START INPUT DATA

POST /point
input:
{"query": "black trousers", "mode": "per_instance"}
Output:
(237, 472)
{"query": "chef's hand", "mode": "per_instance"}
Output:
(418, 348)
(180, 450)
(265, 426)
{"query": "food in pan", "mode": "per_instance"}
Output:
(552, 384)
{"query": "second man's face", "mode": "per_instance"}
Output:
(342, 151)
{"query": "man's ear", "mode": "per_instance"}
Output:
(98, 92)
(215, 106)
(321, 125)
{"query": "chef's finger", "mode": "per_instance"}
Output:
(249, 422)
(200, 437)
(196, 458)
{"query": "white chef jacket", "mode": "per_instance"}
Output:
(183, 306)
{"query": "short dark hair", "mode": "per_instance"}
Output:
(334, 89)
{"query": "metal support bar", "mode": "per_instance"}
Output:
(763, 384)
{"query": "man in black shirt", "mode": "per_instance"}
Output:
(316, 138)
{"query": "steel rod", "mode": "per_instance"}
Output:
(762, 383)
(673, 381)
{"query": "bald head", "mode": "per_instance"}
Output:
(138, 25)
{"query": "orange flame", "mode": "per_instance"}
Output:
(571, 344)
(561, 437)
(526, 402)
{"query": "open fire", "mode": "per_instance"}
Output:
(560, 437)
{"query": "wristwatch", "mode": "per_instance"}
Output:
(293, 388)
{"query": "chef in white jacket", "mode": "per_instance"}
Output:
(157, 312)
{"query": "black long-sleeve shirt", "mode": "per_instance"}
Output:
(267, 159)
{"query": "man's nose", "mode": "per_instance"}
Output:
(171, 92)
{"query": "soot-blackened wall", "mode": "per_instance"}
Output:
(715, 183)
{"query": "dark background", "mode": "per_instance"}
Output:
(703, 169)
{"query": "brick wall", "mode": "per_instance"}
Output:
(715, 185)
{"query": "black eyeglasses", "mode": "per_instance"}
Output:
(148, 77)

END INPUT DATA

• _HOW TO COMPLETE THIS TASK_:
Restate each entry exactly, skipping none.

• _SOLVED PROBLEM_:
POST /point
input:
{"query": "black trousers", "mode": "per_instance"}
Output:
(237, 472)
{"query": "chef's hand", "mode": "per_instance"}
Output:
(418, 348)
(180, 450)
(265, 426)
{"query": "food in pan", "mode": "per_instance"}
Output:
(552, 384)
{"query": "second man's face", "mode": "per_instance"}
Output:
(342, 151)
{"query": "man's ear", "mode": "per_instance"}
Output:
(98, 92)
(215, 106)
(321, 125)
{"query": "chef's finger", "mode": "per_instance"}
Output:
(249, 422)
(200, 437)
(196, 458)
{"query": "white chef jacket", "mode": "per_instance"}
Output:
(183, 306)
{"query": "short dark hair", "mode": "per_instance"}
Output:
(334, 89)
{"query": "metal support bar", "mode": "per_instance"}
Output:
(763, 384)
{"query": "man in black shirt", "mode": "per_instance"}
Output:
(316, 138)
{"query": "steel rod", "mode": "per_instance"}
Output:
(762, 383)
(673, 381)
{"query": "bald head", "mode": "per_instance"}
Output:
(138, 25)
{"query": "orange flame", "mode": "per_instance"}
Output:
(571, 344)
(561, 437)
(526, 402)
{"query": "open fire", "mode": "per_instance"}
Output:
(560, 437)
{"query": "wristwatch", "mode": "per_instance"}
Output:
(293, 388)
{"query": "chef in white jacket", "mode": "per_instance"}
Output:
(157, 312)
{"query": "black long-sleeve shirt", "mode": "per_instance"}
Output:
(267, 159)
{"query": "man's nose", "mode": "per_instance"}
Output:
(171, 92)
{"query": "soot-blackened wall", "mode": "per_instance"}
Output:
(715, 183)
{"query": "dark background", "mode": "per_instance"}
Output:
(703, 169)
{"query": "brick wall", "mode": "per_instance"}
Output:
(715, 185)
{"query": "black eyeglasses", "mode": "per_instance"}
Output:
(148, 77)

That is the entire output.